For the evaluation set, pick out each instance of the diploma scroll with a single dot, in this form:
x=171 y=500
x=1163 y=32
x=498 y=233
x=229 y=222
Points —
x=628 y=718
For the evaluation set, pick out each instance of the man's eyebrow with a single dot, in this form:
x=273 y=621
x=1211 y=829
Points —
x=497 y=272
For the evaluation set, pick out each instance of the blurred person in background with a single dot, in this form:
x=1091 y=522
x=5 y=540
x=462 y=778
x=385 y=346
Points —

### What the task asks
Render all of the material above as a Markdown table with two columns, Row and Line. Number each line in sequence and omit blank lines.

### Finished answer
| Row | Line |
|---|---|
| 1 | For the evaluation set, pick out each instance of the diploma scroll with a single dot, in this form: |
| 2 | x=171 y=500 |
| 3 | x=1163 y=32 |
| 4 | x=498 y=233 |
| 5 | x=229 y=222 |
| 6 | Points — |
| 7 | x=628 y=718 |
| 8 | For the evaluation set, pick out each instance of the man's eyebrow with a single dot, in this form: |
| 9 | x=273 y=621 |
| 10 | x=1211 y=829 |
| 11 | Points — |
| 12 | x=497 y=272 |
| 13 | For the evaluation set, pick out each instance of the blurred person in background with a single dot, in this form: |
| 14 | x=1091 y=522 |
| 15 | x=5 y=540 |
| 16 | x=462 y=778 |
| 17 | x=385 y=346 |
| 18 | Points — |